Given information:
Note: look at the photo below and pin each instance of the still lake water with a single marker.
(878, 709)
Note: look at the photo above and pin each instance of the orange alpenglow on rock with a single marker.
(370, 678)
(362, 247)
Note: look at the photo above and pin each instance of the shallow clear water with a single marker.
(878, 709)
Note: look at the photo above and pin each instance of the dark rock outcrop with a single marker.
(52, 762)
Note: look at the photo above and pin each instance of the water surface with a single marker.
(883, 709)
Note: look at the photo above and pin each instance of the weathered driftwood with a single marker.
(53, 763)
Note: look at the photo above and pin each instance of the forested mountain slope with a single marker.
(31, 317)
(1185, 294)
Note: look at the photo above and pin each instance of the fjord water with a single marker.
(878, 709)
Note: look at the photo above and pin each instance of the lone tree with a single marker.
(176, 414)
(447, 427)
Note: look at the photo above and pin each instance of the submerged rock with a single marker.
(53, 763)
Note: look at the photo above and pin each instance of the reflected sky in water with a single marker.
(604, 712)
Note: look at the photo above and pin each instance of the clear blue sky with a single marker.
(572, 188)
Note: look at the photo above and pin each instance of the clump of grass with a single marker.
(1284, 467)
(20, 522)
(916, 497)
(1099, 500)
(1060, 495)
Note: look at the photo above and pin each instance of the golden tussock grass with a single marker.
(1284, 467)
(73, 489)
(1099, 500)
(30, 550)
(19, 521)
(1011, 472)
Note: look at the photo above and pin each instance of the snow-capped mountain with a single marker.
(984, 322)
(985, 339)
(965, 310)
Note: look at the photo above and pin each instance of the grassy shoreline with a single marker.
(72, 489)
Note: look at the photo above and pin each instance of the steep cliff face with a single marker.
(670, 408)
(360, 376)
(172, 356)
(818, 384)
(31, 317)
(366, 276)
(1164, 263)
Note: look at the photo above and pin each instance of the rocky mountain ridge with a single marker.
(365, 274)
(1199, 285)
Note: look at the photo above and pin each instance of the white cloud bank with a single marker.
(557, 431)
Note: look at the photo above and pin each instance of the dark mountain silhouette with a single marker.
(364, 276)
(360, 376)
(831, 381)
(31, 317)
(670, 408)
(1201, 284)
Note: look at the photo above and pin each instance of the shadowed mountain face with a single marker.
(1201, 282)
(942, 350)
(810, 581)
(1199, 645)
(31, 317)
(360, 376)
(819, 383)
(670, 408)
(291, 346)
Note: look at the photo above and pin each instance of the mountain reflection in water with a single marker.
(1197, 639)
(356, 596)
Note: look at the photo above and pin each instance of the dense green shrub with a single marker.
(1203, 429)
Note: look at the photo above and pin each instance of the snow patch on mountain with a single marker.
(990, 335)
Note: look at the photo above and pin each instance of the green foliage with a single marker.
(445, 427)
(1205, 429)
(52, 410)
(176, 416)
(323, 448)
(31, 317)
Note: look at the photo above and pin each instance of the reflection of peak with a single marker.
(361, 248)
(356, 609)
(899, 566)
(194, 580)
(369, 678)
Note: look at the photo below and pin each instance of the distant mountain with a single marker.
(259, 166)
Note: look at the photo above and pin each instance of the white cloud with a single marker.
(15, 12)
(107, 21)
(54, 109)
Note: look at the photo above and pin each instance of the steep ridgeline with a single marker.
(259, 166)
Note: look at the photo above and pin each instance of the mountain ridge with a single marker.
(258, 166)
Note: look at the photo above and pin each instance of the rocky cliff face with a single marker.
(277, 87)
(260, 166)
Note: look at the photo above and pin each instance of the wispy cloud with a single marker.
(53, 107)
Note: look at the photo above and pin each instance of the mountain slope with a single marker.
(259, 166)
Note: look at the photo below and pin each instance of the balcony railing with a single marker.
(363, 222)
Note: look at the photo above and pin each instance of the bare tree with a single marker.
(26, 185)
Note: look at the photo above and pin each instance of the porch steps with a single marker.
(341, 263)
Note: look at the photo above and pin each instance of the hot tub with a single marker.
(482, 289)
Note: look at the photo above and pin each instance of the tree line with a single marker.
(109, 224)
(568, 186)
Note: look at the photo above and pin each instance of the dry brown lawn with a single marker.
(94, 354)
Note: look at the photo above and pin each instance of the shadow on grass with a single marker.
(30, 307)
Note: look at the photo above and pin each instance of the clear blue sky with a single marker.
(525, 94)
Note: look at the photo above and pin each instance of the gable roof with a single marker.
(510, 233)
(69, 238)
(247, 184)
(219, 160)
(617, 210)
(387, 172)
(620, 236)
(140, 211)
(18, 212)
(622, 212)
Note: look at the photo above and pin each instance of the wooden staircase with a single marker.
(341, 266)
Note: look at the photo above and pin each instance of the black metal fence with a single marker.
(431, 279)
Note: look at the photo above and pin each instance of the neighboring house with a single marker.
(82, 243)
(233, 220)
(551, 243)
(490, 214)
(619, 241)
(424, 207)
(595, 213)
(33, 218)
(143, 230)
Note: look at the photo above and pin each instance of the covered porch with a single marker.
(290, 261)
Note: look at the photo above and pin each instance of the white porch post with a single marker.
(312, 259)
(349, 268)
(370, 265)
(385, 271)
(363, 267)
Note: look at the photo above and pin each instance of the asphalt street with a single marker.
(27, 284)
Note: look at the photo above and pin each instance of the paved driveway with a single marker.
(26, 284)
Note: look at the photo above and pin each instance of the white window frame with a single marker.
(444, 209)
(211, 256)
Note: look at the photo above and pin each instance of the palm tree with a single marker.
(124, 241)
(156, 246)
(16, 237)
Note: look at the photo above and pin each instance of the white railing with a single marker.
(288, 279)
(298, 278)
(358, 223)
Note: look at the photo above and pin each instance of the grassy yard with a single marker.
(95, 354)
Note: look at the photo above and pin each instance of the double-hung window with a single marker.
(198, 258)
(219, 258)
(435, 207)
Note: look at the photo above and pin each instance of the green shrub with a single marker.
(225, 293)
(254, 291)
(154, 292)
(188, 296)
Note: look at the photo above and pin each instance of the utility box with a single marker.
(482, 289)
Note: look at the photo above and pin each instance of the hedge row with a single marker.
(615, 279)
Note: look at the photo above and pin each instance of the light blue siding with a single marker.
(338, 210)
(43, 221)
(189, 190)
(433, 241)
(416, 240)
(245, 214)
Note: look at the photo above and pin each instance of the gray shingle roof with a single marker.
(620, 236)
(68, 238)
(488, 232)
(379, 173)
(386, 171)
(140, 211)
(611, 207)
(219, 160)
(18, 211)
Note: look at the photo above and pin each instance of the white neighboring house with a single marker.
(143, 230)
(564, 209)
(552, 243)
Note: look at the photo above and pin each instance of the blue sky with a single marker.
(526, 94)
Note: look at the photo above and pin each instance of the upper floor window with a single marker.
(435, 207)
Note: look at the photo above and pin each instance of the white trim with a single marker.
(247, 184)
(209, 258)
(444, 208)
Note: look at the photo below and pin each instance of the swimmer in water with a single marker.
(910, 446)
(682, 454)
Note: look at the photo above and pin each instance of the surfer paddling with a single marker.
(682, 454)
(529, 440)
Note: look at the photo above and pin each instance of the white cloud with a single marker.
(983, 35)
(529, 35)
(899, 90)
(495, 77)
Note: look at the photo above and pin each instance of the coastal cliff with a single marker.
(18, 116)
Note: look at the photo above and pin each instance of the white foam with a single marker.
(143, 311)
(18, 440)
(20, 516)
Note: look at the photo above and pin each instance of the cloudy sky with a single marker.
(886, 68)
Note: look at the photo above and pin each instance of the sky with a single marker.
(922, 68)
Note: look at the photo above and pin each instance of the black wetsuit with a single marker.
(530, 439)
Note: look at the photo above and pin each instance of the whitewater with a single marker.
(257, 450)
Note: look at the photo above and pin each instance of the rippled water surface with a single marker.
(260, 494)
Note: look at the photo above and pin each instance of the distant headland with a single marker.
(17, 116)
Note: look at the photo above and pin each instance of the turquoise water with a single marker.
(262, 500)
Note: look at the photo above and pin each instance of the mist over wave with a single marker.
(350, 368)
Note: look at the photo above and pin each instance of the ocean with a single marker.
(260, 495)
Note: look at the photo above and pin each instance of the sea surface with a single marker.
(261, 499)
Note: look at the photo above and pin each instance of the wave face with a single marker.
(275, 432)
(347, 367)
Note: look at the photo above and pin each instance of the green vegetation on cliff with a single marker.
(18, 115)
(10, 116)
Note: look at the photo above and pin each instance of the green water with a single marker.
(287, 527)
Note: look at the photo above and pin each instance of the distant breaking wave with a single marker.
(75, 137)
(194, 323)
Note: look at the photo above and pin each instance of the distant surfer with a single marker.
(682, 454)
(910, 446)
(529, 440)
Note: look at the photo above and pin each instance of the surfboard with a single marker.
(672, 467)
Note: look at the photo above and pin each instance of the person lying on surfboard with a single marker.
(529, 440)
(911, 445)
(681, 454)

What is asked:
Find the line containing "rippled water surface with a single marker.". Reproduce it exactly, along with every line after it through the last.

Exercise answer:
Note: look at the photo above and pin each instance of the rippled water surface with a single marker.
(260, 494)
Note: look at the photo above and pin each instance of the distant headland with a single marker.
(17, 116)
Note: look at the photo above and pin each instance of the turquoise water with a single marker.
(262, 500)
Note: look at the photo above and pin each instance of the mist over wave with a single marker.
(350, 368)
Note: look at the photo above and pin each instance of the ocean with a single marker.
(260, 495)
Note: look at the photo above and pin each instance of the sea surface with a single marker.
(261, 499)
Note: look at the photo above and pin each instance of the wave face with a single marker.
(275, 432)
(347, 367)
Note: look at the photo above and pin each instance of the green vegetation on cliff with a single marker.
(18, 115)
(10, 116)
Note: look at the photo above and pin each instance of the green water with a single marker.
(287, 527)
Note: look at the photo above and pin each instance of the distant breaking wave with a single marker.
(75, 137)
(194, 323)
Note: look at the photo above and pin each instance of the distant surfer with a single marker.
(682, 454)
(910, 446)
(529, 440)
Note: look at the photo above and pin each instance of the surfboard with a single marker.
(672, 467)
Note: look at the photo above and pin each instance of the person lying on surfboard with a single marker.
(529, 440)
(911, 445)
(681, 454)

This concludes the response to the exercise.